* _Problem statement_
In the rows below, copy word for word every line from the one containing "woman's hand and give integer pixel coordinates." through the one containing "(291, 1103)", including both of those lines.

== Data for this task

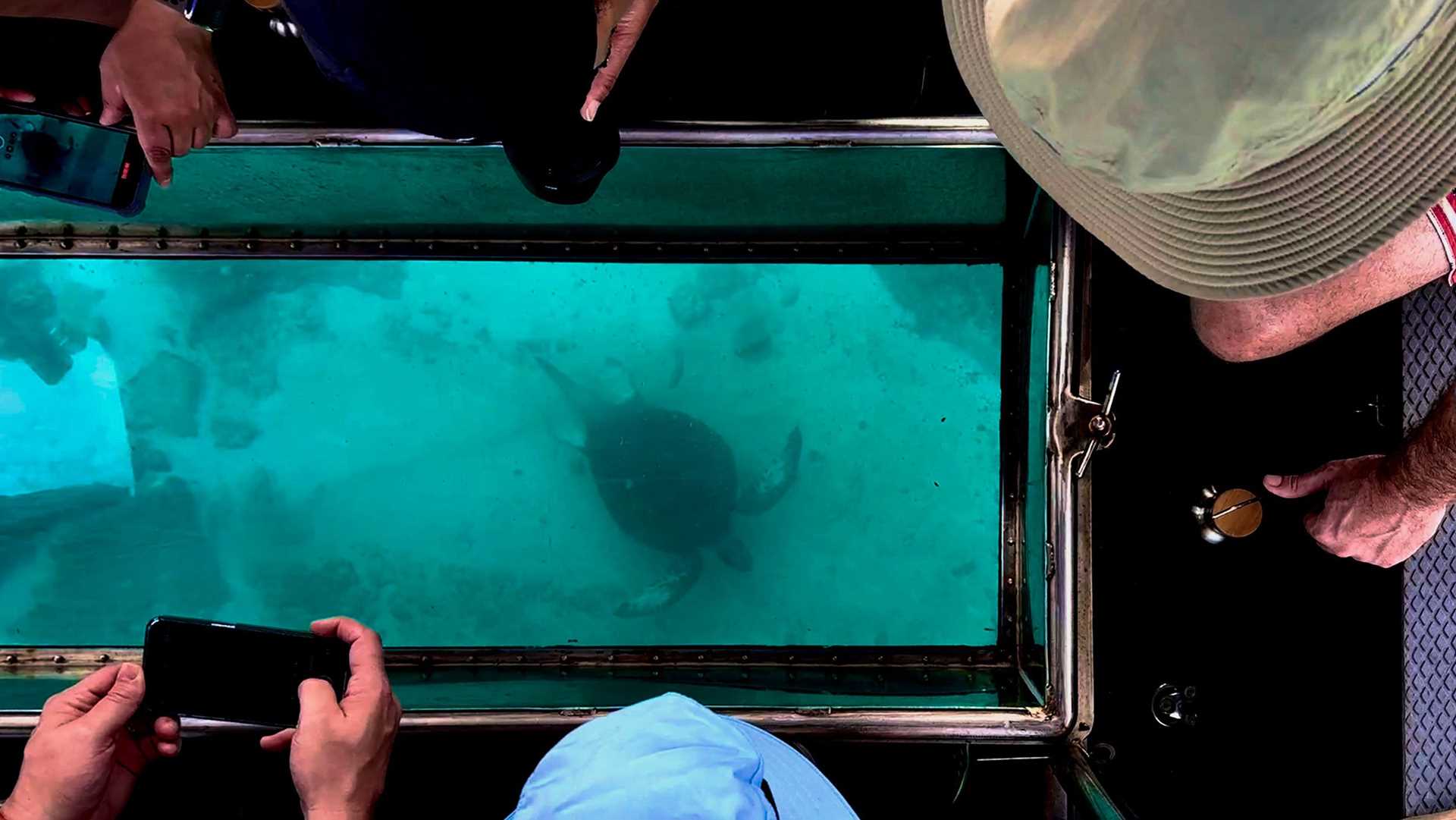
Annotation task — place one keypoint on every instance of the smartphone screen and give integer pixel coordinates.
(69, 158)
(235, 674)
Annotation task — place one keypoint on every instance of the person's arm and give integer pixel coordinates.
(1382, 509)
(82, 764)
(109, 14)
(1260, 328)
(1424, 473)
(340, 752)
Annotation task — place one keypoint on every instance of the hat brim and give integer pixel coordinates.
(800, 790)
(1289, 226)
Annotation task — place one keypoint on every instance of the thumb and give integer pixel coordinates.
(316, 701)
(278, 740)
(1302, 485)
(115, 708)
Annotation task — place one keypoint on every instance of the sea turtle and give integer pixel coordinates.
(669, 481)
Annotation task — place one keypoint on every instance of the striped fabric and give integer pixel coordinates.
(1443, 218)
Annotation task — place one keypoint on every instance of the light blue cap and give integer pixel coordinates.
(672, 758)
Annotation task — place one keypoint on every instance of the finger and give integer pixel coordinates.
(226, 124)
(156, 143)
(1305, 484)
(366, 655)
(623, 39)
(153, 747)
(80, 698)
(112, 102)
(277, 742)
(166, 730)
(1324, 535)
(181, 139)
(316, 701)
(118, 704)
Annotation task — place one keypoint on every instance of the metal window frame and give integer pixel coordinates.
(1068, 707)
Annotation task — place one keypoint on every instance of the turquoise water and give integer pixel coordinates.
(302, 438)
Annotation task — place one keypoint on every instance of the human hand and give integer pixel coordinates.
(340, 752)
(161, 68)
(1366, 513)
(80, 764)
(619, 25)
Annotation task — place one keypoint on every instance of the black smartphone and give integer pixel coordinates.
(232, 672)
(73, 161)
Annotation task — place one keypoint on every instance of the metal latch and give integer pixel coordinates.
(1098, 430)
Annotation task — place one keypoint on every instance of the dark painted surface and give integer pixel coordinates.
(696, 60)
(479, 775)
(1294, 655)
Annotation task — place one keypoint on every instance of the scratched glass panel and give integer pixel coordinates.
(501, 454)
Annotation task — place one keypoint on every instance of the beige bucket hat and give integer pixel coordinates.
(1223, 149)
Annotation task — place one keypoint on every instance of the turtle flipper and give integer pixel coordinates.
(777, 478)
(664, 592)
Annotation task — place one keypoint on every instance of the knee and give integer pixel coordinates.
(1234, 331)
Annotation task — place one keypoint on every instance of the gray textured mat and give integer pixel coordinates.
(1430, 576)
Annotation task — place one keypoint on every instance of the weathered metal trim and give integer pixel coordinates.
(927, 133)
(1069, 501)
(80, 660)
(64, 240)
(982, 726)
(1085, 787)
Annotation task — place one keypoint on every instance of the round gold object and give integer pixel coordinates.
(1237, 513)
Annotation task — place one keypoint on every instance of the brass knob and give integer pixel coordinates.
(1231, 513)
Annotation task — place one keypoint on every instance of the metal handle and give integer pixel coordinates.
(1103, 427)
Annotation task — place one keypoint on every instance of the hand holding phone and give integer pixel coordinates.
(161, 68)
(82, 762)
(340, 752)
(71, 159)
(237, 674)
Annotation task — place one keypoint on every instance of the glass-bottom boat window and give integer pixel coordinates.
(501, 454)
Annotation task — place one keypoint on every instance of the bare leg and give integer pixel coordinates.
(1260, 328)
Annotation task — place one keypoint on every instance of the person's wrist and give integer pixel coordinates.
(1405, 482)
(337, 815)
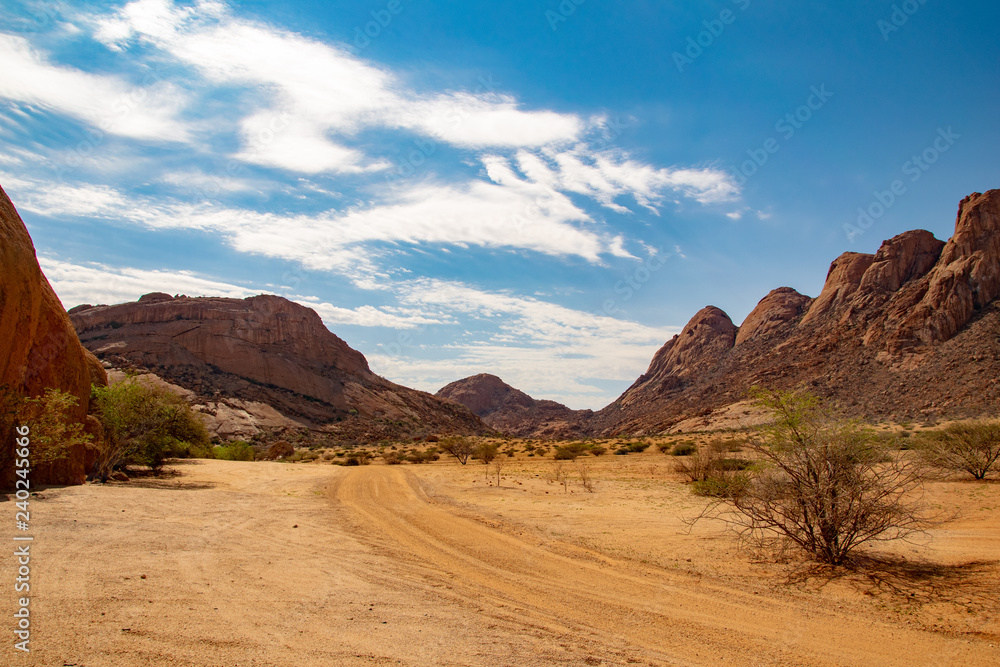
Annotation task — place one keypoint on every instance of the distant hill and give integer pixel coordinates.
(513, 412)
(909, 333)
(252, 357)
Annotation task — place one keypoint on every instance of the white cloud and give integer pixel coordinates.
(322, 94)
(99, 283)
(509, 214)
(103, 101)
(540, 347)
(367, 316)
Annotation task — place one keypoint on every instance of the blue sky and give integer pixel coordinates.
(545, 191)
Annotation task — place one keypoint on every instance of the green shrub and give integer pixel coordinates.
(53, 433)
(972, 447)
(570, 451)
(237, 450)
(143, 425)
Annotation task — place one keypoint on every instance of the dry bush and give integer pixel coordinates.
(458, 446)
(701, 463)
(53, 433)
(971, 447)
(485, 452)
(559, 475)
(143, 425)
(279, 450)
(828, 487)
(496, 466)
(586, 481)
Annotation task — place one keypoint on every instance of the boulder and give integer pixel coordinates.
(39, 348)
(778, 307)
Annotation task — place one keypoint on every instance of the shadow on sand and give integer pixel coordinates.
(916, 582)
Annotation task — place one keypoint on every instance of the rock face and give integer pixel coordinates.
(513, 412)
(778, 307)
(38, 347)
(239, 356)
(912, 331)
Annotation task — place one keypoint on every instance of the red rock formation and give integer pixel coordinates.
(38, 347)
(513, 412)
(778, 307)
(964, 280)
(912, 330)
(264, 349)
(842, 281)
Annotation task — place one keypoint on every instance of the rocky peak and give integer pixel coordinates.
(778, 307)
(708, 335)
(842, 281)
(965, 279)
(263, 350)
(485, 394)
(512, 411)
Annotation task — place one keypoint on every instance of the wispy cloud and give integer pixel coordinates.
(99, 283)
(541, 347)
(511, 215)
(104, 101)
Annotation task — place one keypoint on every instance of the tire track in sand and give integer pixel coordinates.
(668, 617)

====
== Data for this task

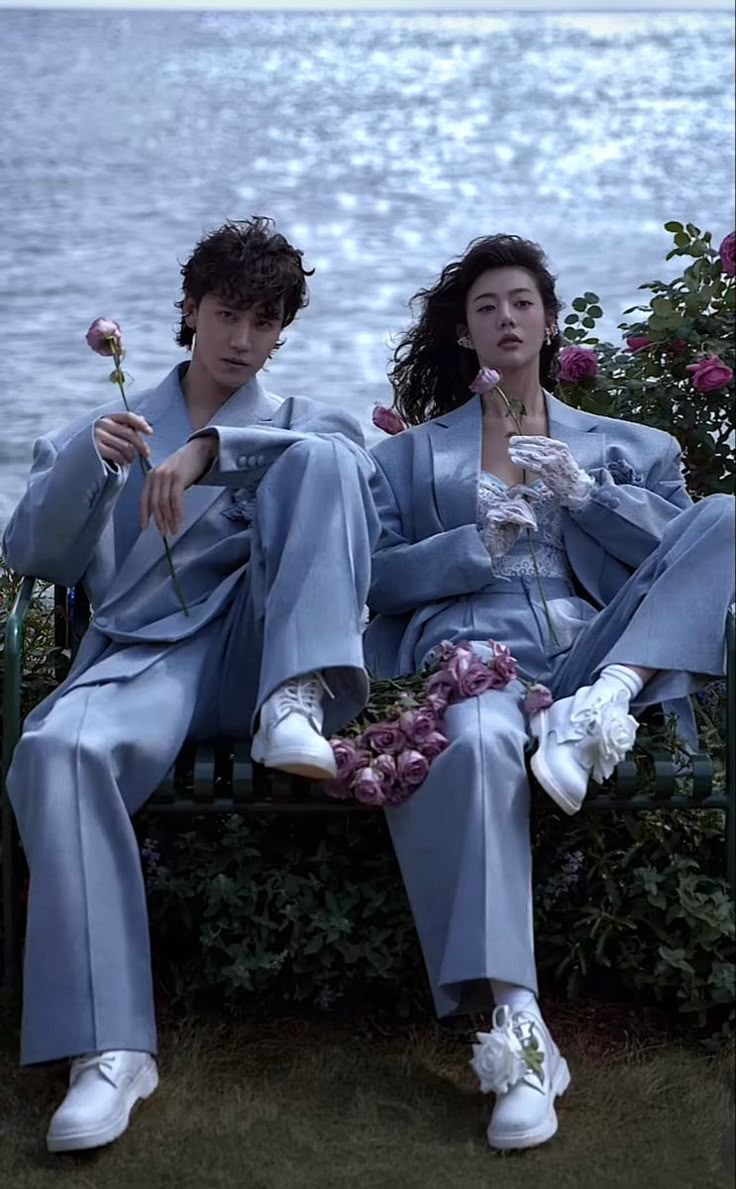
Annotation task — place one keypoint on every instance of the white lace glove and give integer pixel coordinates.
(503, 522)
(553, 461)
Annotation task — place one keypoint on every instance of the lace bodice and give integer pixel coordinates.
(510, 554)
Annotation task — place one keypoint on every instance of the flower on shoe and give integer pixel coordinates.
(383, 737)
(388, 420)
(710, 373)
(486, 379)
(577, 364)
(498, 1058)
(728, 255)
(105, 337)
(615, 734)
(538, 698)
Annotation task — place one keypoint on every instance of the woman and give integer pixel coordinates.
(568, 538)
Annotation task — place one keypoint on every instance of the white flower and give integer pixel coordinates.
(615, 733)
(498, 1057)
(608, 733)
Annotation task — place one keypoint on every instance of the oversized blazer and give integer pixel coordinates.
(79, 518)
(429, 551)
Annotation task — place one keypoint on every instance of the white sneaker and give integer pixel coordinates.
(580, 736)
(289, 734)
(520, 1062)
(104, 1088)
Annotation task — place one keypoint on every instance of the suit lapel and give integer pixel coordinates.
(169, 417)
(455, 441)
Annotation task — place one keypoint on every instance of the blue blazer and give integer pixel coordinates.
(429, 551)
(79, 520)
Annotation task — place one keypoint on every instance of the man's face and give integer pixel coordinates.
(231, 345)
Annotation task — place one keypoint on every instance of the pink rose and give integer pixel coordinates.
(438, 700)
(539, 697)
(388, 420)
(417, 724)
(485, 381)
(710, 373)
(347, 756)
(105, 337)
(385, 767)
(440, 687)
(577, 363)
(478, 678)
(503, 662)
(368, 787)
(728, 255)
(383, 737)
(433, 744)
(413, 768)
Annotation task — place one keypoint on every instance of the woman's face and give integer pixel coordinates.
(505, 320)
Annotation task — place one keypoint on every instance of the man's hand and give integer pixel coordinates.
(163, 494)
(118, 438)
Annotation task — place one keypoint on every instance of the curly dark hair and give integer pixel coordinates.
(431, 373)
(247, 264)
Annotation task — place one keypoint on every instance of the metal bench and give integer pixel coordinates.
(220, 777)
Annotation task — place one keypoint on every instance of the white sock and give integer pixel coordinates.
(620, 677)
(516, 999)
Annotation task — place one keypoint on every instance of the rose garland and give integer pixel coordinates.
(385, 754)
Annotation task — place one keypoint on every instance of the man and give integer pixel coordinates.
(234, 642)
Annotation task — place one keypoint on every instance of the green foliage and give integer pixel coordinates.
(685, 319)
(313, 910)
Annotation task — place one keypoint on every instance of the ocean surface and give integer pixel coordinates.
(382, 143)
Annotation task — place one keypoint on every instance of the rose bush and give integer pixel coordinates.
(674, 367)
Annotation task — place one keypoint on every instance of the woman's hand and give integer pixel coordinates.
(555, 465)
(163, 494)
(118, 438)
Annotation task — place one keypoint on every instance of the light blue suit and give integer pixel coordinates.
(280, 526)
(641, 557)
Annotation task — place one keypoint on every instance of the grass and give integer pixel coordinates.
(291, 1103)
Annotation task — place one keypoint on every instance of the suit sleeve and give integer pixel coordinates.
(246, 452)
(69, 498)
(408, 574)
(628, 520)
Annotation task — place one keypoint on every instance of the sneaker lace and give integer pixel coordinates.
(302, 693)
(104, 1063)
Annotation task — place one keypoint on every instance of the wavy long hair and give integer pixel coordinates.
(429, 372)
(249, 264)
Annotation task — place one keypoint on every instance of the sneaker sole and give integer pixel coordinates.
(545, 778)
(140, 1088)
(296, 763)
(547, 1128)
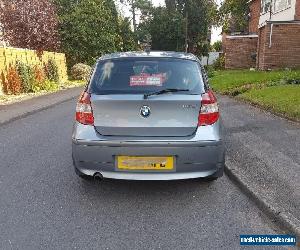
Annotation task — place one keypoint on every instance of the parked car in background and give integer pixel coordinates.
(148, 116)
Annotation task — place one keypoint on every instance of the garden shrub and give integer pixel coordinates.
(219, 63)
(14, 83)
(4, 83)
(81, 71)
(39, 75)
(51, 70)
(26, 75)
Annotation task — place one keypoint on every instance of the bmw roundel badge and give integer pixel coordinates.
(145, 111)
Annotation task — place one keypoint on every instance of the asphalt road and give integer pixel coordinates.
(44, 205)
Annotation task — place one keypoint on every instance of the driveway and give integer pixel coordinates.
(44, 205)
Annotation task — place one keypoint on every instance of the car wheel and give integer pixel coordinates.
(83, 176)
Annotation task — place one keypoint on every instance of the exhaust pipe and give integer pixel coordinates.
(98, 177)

====

* _Answer to the exercise_
Annotation task — place one keypoint on every instance of the woman's hand and give integer pixel coordinates.
(555, 465)
(163, 494)
(118, 438)
Annotation task — place one keypoint on every instance of the light blue suit and give integer pixel coordinates.
(280, 526)
(641, 557)
Annotation task — place one keypoint on every instance of the grass and give integer pixel coordinates.
(291, 1103)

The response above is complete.